Extract, verbatim, all lines starting at the one containing "Guideline: the keypoint for each instance of the cabinet drawer" and ending with the final line of the listing, and no others.
[[ GIVEN INFORMATION open ]]
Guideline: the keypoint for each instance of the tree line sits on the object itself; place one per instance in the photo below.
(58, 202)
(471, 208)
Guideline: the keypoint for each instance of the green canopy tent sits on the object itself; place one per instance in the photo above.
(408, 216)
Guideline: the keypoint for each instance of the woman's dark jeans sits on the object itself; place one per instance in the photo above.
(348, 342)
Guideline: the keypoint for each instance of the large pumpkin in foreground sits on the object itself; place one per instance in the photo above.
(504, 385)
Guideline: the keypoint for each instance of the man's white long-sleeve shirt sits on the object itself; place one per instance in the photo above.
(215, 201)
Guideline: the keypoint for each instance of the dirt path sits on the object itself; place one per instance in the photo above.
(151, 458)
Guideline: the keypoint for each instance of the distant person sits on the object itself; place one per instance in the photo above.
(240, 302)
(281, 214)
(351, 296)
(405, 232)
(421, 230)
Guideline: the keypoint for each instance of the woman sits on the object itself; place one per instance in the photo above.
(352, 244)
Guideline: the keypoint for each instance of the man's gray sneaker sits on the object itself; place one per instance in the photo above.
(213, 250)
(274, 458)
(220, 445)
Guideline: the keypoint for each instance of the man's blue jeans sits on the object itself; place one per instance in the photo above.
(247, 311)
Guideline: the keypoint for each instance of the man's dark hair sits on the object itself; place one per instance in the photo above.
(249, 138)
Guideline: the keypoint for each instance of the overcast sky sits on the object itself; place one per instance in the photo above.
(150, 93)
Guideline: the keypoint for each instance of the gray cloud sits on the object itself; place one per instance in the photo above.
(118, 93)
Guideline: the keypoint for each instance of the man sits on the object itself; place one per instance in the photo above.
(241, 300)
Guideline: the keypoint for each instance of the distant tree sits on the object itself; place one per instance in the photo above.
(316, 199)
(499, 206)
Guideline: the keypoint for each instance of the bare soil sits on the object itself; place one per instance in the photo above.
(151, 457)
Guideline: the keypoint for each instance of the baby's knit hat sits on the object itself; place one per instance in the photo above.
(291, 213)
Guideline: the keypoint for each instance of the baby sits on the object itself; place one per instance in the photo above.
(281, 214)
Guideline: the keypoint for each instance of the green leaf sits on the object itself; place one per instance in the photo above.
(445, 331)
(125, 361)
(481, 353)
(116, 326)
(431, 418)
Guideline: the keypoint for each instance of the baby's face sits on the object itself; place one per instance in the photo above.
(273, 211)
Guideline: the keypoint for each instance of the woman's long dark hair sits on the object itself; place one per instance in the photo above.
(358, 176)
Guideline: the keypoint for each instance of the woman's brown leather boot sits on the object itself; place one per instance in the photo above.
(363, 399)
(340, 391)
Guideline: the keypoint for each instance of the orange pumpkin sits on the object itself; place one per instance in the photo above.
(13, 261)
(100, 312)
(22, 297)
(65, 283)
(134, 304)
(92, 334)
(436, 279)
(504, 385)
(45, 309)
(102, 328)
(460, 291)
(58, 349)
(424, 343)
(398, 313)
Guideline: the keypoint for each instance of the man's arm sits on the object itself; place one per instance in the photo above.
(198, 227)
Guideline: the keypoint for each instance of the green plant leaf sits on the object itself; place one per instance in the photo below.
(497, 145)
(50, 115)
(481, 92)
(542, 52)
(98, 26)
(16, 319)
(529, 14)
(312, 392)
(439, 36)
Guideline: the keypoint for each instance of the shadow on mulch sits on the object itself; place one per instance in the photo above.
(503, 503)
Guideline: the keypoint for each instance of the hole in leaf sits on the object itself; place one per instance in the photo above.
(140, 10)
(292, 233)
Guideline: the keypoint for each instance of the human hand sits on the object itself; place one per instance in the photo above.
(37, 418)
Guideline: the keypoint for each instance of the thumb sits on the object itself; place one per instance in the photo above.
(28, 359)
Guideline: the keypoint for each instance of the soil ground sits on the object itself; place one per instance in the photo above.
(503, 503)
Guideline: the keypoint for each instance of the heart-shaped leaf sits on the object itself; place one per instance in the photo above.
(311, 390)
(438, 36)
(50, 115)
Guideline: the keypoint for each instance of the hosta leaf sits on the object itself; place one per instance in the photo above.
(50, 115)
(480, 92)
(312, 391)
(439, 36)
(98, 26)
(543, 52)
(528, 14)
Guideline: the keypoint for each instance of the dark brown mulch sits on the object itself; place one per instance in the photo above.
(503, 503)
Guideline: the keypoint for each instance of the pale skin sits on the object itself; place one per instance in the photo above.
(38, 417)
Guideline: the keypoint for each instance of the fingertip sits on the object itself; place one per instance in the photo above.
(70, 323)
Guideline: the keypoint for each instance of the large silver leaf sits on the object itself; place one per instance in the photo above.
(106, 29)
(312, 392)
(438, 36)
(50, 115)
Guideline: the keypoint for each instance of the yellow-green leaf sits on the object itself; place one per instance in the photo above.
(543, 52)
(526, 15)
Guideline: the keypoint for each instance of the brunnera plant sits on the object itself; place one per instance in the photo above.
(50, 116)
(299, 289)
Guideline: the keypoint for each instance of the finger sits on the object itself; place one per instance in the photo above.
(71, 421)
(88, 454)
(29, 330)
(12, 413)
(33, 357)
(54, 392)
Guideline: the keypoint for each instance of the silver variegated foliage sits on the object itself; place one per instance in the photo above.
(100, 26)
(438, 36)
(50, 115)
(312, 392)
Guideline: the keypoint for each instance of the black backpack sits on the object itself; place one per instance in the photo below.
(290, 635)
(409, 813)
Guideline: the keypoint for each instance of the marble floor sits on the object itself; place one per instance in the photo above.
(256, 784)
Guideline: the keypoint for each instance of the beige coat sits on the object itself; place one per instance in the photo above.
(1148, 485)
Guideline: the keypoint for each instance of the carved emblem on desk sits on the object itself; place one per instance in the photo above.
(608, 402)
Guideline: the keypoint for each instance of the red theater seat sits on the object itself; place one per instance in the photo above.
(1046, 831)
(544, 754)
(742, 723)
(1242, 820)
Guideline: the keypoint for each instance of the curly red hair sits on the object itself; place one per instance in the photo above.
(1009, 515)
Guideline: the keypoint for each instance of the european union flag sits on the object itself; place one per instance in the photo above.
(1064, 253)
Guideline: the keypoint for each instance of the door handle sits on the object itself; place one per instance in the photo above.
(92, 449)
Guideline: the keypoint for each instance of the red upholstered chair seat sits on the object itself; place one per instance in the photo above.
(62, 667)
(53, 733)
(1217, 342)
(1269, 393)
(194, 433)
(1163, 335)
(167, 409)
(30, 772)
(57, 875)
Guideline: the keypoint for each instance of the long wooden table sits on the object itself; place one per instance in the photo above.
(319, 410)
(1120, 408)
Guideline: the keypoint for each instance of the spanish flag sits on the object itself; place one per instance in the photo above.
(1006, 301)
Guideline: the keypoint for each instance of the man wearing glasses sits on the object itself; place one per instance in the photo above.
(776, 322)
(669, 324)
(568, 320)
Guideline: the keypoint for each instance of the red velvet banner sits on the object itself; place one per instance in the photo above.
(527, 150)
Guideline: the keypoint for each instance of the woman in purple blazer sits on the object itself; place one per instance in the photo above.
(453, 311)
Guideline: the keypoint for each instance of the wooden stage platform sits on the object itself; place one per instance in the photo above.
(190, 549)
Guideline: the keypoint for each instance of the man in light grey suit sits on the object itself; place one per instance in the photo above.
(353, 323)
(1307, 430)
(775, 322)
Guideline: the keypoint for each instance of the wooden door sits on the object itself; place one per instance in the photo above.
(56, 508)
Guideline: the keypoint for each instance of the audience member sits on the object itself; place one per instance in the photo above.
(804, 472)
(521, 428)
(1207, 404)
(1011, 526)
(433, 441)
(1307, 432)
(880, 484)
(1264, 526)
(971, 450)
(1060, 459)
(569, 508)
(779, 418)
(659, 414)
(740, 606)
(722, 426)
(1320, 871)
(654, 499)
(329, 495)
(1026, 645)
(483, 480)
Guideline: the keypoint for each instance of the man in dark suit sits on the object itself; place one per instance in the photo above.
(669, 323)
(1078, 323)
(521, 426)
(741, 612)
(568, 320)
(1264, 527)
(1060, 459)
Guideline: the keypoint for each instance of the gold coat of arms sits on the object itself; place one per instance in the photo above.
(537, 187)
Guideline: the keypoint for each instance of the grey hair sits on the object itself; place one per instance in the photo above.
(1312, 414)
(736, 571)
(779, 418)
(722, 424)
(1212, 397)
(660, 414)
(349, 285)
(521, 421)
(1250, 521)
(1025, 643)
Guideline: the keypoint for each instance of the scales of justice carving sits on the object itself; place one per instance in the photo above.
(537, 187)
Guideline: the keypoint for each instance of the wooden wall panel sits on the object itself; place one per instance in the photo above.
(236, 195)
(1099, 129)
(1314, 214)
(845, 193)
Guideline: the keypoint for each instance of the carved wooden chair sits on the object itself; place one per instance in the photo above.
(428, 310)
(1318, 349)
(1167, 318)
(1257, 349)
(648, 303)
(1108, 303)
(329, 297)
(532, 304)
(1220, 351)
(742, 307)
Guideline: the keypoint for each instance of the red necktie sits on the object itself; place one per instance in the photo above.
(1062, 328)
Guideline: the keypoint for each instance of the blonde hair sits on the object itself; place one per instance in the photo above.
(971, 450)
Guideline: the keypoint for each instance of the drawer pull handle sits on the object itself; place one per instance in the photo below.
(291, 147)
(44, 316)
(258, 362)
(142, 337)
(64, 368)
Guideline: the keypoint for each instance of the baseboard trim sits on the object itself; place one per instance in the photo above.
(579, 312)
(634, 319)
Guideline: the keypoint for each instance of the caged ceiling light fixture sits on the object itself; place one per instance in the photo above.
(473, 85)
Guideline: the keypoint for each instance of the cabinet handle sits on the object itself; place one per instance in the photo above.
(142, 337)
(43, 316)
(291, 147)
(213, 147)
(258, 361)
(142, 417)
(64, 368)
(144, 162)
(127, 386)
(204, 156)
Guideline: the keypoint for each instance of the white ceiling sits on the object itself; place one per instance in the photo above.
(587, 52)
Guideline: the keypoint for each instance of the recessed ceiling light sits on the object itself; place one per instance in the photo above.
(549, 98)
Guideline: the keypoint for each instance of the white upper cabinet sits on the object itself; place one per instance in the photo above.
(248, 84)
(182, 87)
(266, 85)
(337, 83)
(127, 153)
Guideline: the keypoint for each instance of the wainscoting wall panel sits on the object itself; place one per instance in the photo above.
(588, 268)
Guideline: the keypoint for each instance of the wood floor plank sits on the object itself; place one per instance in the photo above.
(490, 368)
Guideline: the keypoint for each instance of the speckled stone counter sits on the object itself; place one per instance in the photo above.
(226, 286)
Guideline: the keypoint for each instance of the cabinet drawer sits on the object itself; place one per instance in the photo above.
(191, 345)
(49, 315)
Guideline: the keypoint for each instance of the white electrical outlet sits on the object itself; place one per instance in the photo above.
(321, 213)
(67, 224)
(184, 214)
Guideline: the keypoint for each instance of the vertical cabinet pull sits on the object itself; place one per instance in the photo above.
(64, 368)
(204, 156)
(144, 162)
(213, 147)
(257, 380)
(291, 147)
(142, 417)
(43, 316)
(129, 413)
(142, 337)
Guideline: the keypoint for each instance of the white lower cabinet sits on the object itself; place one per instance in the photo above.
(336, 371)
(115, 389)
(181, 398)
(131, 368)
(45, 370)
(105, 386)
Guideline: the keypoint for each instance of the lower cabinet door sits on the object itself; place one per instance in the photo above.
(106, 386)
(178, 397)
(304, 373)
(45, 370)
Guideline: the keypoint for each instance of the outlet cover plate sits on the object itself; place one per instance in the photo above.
[[ GIVEN INFORMATION closed ]]
ANSWER TO THE EXERCISE:
Guideline: the keypoint for each instance of the cabinet drawer sits on the object itself; place one per instance in the photo above.
(191, 345)
(49, 315)
Guideline: the keypoint for each instance of the white electrical outlet sits on the object itself; place one per instance in the photo above.
(321, 213)
(67, 224)
(184, 214)
Guideline: the keypoint for each instance of the vertical cabinet pull sits on the object itself; place one per instance in the photo above.
(64, 368)
(204, 156)
(144, 162)
(213, 147)
(257, 380)
(291, 147)
(142, 417)
(43, 316)
(129, 413)
(142, 337)
Guideline: the keypoint for each instance of the white lower cabinet sits on the object itself; place one per instance in the photo above.
(336, 371)
(115, 389)
(181, 398)
(131, 368)
(45, 370)
(105, 386)
Guideline: the keypoint for each instance of the lower cabinet door sits on the object itself; place one per instance in the photo above.
(106, 386)
(178, 397)
(304, 373)
(45, 370)
Guideline: the keypoint for each instance of the outlet cover plate sits on the object itself; place one per instance in the photo above.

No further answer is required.